En conclusion, il a paru souhaitable de renouveler de telles expériences, de les axer davantage sur la technologie (électronique par exemple) et sur les multiples formes d'animation ou sur la préparation technique des expositions.

Stage histoire du 15 au 19 juin 1981, organisé par Nicole Le Pottier

Ce stage a rassemblé des bibliothécaires, sous-bibliothécaires et employés de bibliothèques municipales de la région parisienne. Quelques places ont été offertes à la Direction du livre qui a envoyé trois stagiaires.

Une journée préparatoire réunissant les stagiaires trois semaines avant le début du stage a permis de préciser un double objectif : informer les stagiaires sur les développements actuels de la recherche historique, leur donner des éléments pour leurs acquisitions d'ouvrages historiques en s'appuyant, pour chaque thème, sur ce que propose l'édition.

Le stage a donc comporté trois journées consacrées à des exposés sur les tendances et les résultats de la recherche, pour chaque grande période, l'accent étant mis plus particulièrement sur l'histoire immédiate et sur l'histoire des mentalités sous l'Ancien Régime. Chaque exposé s'est appuyé sur une bibliographie d'ouvrages accessibles à un public non spécialisé. Des listes bibliographiques ont été données sur des thèmes non abordés au cours du stage mais qui intéressaient les stagiaires (Mouvement ouvrier, Révolution française, Moyen-Orient).

Une autre journée a été consacrée aux problèmes de l'histoire locale.

Le dernier jour a été l'occasion d'un bilan sur les tendances de l'édition historique et d'une réflexion sur les critères à adopter pour les acquisitions d'ouvrages d'histoire dans les bibliothèques publiques. Les discussions ont pris comme base de départ les documents établis par les stagiaires (acquisitions des derniers mois dans leur bibliothèque, demandes de renseignements concernant des questions historiques formulées par les lecteurs) et les problèmes soulevés tout au long du stage.

** ENTRÉES RÉPERTORIÉES **
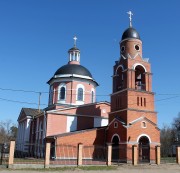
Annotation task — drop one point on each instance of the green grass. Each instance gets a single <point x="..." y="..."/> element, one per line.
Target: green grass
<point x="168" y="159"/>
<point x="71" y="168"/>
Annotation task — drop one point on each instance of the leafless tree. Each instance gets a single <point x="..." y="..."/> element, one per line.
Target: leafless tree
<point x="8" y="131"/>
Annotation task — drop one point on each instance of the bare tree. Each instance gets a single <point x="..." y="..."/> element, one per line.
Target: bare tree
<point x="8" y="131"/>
---
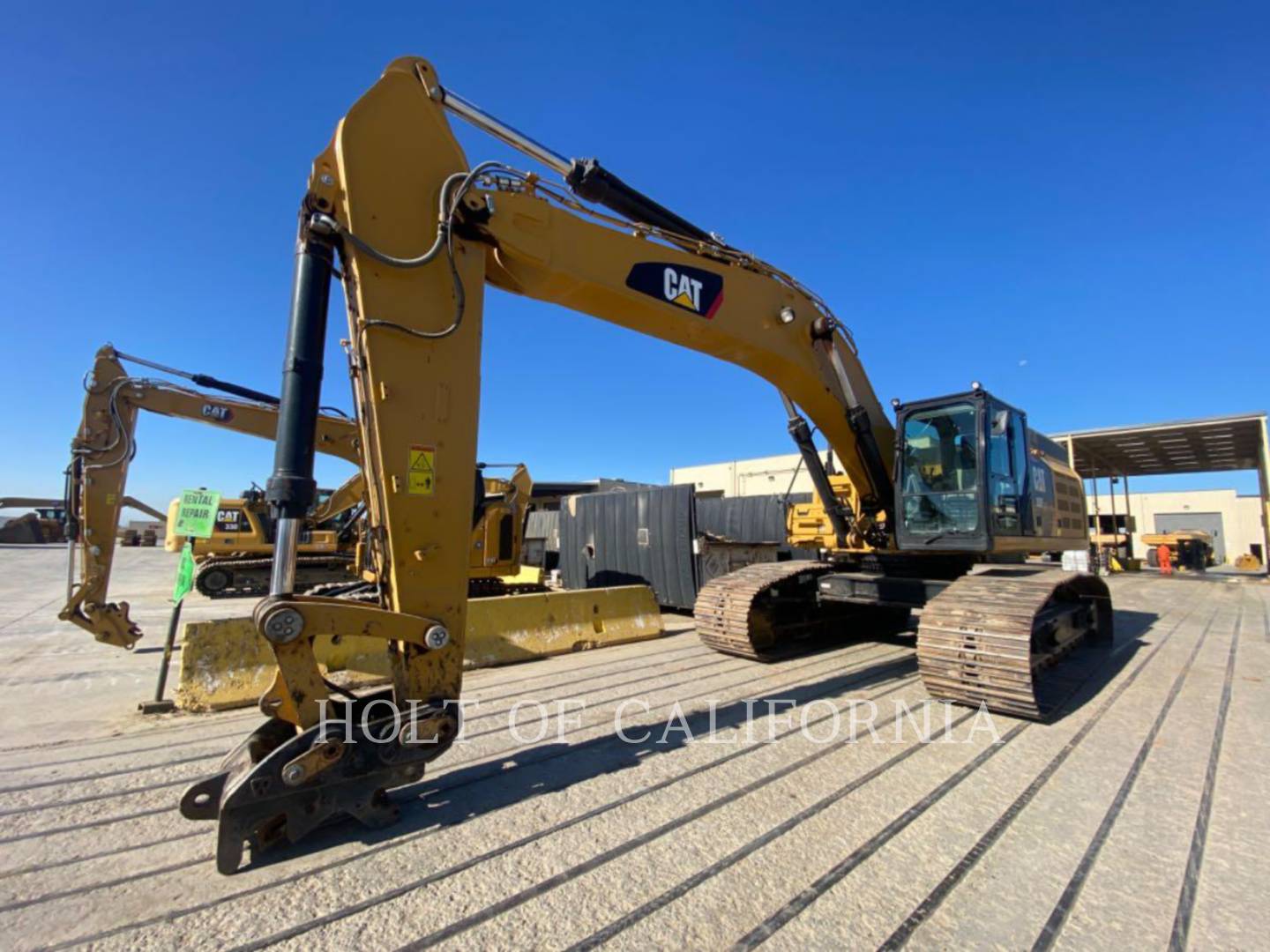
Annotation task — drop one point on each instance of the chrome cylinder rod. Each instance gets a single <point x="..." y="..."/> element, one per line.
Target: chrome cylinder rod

** EXERCICE **
Recopiez fidèlement le passage du texte d'étude qui commence par « Le stage a donc » et se termine par « de l'histoire locale. ». Les entrées proviennent d'une source distincte du texte d'étude.

** RÉSULTAT ATTENDU **
Le stage a donc comporté trois journées consacrées à des exposés sur les tendances et les résultats de la recherche, pour chaque grande période, l'accent étant mis plus particulièrement sur l'histoire immédiate et sur l'histoire des mentalités sous l'Ancien Régime. Chaque exposé s'est appuyé sur une bibliographie d'ouvrages accessibles à un public non spécialisé. Des listes bibliographiques ont été données sur des thèmes non abordés au cours du stage mais qui intéressaient les stagiaires (Mouvement ouvrier, Révolution française, Moyen-Orient).

Une autre journée a été consacrée aux problèmes de l'histoire locale.